Quote each row below word for word, from the first to the last, without changing anything.

________________

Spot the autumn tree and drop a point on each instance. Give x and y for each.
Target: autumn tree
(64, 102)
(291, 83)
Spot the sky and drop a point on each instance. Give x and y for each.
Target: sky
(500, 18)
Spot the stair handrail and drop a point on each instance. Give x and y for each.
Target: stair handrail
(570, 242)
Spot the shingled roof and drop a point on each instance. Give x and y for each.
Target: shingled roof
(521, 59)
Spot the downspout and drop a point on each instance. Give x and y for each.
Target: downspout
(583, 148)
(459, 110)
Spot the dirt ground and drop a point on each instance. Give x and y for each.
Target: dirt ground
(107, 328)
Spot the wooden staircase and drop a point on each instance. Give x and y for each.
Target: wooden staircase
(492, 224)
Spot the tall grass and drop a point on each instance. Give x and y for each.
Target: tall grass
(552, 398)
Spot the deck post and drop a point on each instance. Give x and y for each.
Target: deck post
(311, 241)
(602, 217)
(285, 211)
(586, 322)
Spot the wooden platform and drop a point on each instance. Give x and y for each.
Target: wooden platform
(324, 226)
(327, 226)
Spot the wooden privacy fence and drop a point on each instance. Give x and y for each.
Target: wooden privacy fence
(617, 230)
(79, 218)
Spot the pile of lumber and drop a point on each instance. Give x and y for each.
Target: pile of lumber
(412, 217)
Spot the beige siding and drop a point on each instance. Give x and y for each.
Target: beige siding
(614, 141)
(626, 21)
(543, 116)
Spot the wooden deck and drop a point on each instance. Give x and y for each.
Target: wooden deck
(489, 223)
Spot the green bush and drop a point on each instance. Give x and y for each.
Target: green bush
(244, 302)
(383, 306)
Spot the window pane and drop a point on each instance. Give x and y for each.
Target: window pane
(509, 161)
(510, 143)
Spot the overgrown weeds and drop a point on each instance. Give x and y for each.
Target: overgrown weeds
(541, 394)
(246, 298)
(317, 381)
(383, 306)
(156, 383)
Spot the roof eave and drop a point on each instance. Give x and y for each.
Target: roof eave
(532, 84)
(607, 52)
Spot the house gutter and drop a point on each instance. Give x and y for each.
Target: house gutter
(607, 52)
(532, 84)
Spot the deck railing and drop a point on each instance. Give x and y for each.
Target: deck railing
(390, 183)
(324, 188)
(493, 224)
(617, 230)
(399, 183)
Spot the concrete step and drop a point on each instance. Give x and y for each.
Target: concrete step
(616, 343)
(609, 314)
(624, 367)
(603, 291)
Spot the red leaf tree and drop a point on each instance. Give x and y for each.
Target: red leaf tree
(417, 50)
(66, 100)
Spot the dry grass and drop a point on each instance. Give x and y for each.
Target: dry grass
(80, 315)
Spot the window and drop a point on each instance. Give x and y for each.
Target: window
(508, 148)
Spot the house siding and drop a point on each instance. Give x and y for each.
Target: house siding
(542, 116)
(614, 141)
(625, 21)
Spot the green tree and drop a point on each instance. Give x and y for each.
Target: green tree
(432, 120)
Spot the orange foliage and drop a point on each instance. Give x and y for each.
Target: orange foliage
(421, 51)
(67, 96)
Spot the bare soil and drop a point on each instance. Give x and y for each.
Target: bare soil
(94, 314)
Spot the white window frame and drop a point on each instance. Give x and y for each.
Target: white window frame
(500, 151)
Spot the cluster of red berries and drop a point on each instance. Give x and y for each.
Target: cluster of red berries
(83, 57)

________________

• _SOLUTION FOR THIS TASK_
Spot the autumn tree and drop a point on each instance. Give x and y for each.
Target: autumn tree
(64, 102)
(291, 83)
Spot the sky and drop a point on each instance. Give x and y for each.
Target: sky
(500, 18)
Spot the stair handrail and drop a point on each instance. Give x and y for each.
Target: stair handrail
(570, 242)
Spot the shingled roof and drop a point on each instance. Give x and y for each.
Target: shingled roof
(521, 59)
Spot the downspout and drop a point on each instance. Give x and y for each.
Target: downspout
(583, 148)
(459, 110)
Spot the dirt ground and drop a point on each instance. Give x and y for each.
Target: dirt ground
(107, 328)
Spot the wooden staircase and drop a point on each instance. Give x and y for each.
Target: wooden staircase
(492, 224)
Spot the tall grass and drop a point on each instance. Give x and y for each.
Target: tall grass
(552, 398)
Spot the deck post and drop a point on each instance. Give x and y for each.
Target: deck post
(311, 241)
(602, 217)
(285, 211)
(586, 322)
Spot the wooden platform and drop a point on each instance. Give x and y for each.
Target: wooden platform
(324, 226)
(327, 226)
Spot the wooden privacy fence and drop a point on each instance. Give x and y for each.
Target: wooden privacy fence
(617, 230)
(79, 218)
Spot the pile of lumber and drop a point on each instance. Give x and y for each.
Target: pile of lumber
(412, 217)
Spot the beige siding and drop a point on each instance. Give x and y for each.
Target: beige siding
(614, 141)
(626, 21)
(543, 116)
Spot the wooden deck and drop a point on each instance. Give x and y for each.
Target: wooden deck
(489, 223)
Spot the green bush and drop a point on each instance. Give x and y for each.
Target: green bush
(244, 302)
(383, 306)
Spot the window pane and drop a point on each instance. Give x and y for each.
Target: window pane
(509, 161)
(510, 143)
Spot the overgrown weeds and drop a point on each instance. Give x and y for each.
Target: overgrown weeds
(541, 394)
(246, 298)
(317, 381)
(383, 306)
(156, 383)
Spot the roof eave and drop a point on each instance. Give x and y for each.
Target: roof eave
(532, 84)
(607, 52)
Spot the house gutter and drop a point on each instance. Give x and y for each.
Target: house gutter
(607, 52)
(532, 84)
Spot the deck railing and drop a point on each instance. Give x and y for each.
Target: deck railing
(390, 183)
(324, 188)
(493, 224)
(617, 230)
(399, 183)
Spot the concrete step and drop a point on each instance. Give x and y for each.
Target: concrete step
(616, 343)
(609, 314)
(624, 367)
(603, 291)
Spot the red leaf tree and drop a point on each instance. Give x and y for each.
Target: red leaf tree
(417, 50)
(66, 100)
Spot the dry grass and drop a point on each instance. Give x and y for each.
Target: dry grass
(80, 315)
Spot the window and drop a point on each instance. Give x and y for each.
Target: window
(508, 148)
Spot the house siding and drop a point on each instance. Give x and y for each.
Target: house siding
(542, 116)
(614, 141)
(625, 21)
Spot the green tree and drop a point on each instance. Give x and y for each.
Target: green tree
(432, 120)
Spot the orange foliage and drop a point on each instance. Give x and y for each.
Target: orange foliage
(421, 51)
(67, 96)
Spot the bare soil and drop a point on each instance. Give x and y for each.
Target: bare soil
(94, 314)
Spot the white window frame and drop a point on each instance. Give x and y for each.
Target: white window frame
(500, 151)
Spot the cluster of red berries and drop a point on each instance. Give x and y for each.
Target: cluster of red berries
(83, 57)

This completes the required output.